↓

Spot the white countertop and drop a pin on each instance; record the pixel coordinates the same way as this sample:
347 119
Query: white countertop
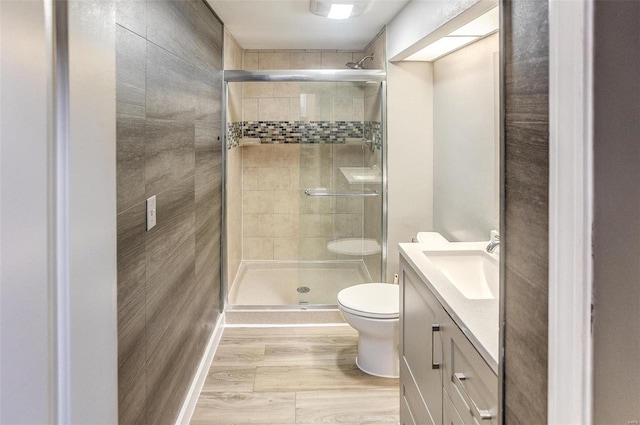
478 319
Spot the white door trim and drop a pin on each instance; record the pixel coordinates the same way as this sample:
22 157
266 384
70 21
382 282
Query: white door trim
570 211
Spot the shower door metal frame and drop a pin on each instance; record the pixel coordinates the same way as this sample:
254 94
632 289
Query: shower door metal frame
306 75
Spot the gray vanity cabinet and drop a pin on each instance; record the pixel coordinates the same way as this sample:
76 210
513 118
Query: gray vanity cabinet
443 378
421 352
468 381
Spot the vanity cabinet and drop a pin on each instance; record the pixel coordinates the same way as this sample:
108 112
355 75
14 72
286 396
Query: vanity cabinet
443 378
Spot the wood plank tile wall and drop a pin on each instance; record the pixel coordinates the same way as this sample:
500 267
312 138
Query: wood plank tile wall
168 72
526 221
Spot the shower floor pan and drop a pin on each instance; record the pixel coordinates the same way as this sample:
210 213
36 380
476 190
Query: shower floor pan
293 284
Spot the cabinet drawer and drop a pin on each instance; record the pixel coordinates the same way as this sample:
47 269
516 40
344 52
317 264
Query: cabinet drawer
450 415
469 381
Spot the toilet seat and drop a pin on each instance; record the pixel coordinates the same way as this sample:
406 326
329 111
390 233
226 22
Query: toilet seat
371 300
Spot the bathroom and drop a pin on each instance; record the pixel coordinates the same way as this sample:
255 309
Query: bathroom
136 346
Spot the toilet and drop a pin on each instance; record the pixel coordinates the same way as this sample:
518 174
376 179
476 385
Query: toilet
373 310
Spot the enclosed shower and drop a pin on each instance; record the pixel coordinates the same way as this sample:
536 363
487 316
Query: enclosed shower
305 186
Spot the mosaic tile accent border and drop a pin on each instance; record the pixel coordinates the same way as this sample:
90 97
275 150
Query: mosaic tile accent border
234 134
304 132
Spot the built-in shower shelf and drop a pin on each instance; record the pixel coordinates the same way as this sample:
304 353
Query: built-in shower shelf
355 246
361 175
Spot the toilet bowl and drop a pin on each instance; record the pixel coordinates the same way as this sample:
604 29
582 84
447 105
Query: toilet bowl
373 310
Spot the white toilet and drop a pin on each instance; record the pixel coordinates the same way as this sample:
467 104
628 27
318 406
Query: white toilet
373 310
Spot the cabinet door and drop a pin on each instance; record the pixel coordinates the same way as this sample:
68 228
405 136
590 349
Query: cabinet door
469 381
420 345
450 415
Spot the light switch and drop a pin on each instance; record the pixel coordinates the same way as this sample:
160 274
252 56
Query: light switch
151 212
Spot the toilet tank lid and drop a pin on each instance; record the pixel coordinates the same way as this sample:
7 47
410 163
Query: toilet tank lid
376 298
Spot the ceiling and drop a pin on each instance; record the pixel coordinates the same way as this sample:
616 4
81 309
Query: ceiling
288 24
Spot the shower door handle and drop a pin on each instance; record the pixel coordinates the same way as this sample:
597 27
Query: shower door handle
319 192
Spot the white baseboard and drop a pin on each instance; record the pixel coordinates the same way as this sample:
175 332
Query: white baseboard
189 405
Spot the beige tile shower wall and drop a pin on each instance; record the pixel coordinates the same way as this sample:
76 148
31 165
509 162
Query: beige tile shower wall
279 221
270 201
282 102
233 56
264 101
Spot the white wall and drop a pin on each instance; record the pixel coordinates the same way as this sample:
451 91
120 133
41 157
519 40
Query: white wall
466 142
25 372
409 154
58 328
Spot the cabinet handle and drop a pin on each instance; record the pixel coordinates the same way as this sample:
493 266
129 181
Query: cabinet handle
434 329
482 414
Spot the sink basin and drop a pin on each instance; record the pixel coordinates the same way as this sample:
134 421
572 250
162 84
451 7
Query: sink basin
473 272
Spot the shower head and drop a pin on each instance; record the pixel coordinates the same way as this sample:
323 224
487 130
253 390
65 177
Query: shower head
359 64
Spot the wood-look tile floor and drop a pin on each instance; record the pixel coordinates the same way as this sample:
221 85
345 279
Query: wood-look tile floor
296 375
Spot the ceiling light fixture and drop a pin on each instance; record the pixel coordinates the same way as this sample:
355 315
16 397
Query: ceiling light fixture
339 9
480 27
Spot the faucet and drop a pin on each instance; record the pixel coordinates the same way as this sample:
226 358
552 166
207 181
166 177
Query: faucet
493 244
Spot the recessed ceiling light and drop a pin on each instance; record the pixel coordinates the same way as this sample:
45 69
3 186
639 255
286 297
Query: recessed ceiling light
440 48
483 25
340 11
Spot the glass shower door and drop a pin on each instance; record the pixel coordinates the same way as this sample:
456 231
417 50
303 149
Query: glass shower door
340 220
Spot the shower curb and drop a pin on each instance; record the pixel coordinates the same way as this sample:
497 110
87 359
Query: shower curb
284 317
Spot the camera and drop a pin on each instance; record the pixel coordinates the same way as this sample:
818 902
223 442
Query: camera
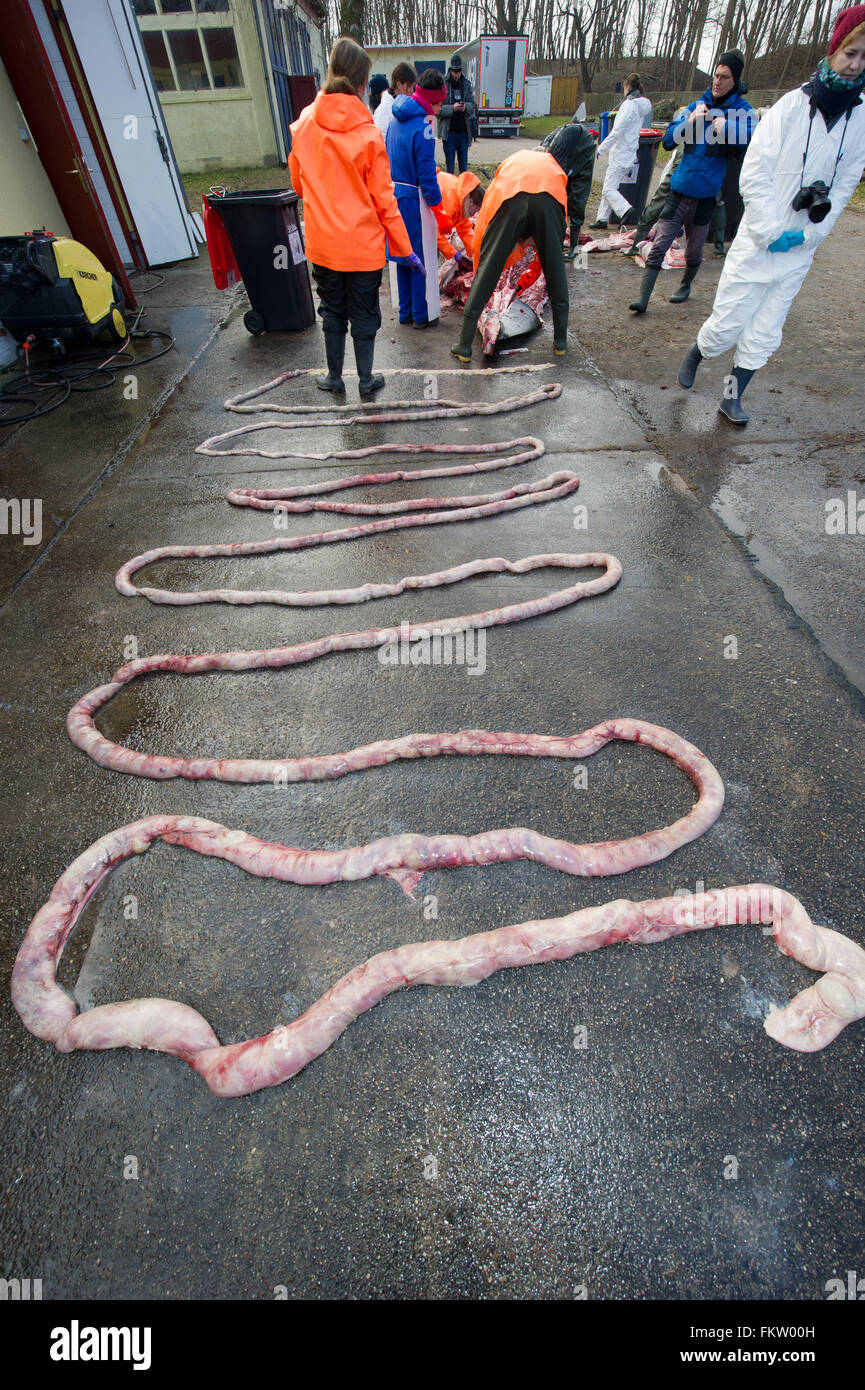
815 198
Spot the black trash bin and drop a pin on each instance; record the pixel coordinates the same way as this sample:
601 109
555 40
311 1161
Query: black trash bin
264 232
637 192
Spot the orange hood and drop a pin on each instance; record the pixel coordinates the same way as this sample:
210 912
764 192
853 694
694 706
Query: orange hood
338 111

↑
↓

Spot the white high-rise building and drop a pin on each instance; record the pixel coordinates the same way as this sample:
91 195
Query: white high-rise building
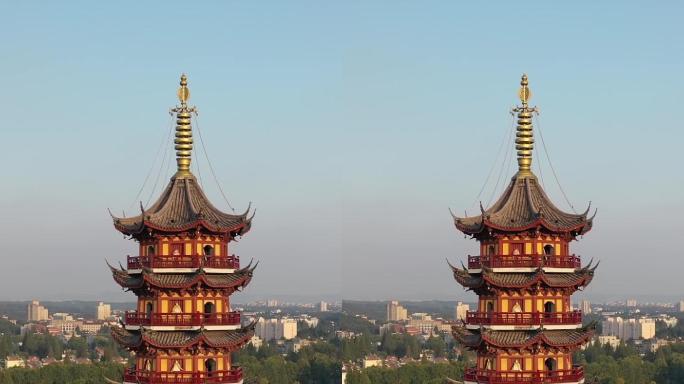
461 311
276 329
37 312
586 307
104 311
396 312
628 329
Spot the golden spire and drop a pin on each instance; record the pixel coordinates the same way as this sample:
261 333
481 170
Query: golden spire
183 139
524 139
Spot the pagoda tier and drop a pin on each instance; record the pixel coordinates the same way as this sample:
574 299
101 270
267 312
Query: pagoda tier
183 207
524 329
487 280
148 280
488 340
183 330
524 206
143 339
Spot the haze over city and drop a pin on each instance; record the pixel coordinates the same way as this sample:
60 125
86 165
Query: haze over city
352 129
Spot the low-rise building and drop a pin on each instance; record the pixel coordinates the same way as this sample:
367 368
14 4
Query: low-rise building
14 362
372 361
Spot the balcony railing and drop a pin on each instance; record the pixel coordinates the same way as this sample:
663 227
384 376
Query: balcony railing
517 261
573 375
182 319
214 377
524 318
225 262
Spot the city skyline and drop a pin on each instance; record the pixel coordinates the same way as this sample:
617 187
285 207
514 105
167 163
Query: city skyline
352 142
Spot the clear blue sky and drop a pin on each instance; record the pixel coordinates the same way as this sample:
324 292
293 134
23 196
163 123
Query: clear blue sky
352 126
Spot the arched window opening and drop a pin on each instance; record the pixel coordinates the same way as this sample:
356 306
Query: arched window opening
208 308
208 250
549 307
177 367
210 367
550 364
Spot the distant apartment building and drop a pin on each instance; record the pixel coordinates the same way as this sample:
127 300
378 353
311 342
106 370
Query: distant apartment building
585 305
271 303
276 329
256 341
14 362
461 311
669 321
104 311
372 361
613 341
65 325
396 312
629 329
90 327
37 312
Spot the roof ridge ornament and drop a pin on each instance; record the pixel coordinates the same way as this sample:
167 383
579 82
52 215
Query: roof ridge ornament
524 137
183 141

↑

» Your goal
Return the lines above from the one with "Spot the white countertop" through the one with "Spot the shower floor", verbatim and nothing else. Omit every picture.

» Answer space
Spot the white countertop and drop a pin on each instance; record the pixel coordinates the same way as this sample:
347 119
Query: white countertop
478 319
Spot the white door trim and drop a pin on each instance; record the pixel coordinates the same way as this sample:
22 157
266 384
70 21
382 282
Query: white door trim
570 211
Spot the shower door metal frame and drop a pin on each instance; record the pixel coordinates the same way as this sample:
254 94
632 289
Query: shower door metal frame
306 75
Spot the gray vanity cabinet and drop a pin on each instance; record the pixel coordinates the same way as this sample:
76 210
513 118
Query: gray vanity cabinet
443 378
421 352
468 381
Spot the vanity cabinet and drop a pin on each instance; record the pixel coordinates the same way as this sample:
108 112
355 75
14 72
286 396
Query: vanity cabinet
443 378
Spot the wood plank tile wall and drop a pin on each instance; record the pixel coordinates the same way as this sample:
500 267
312 138
Query: wood plank tile wall
168 72
526 221
Spot the shower floor pan and drop a pin on each instance; record the pixel coordinates the same way as this sample:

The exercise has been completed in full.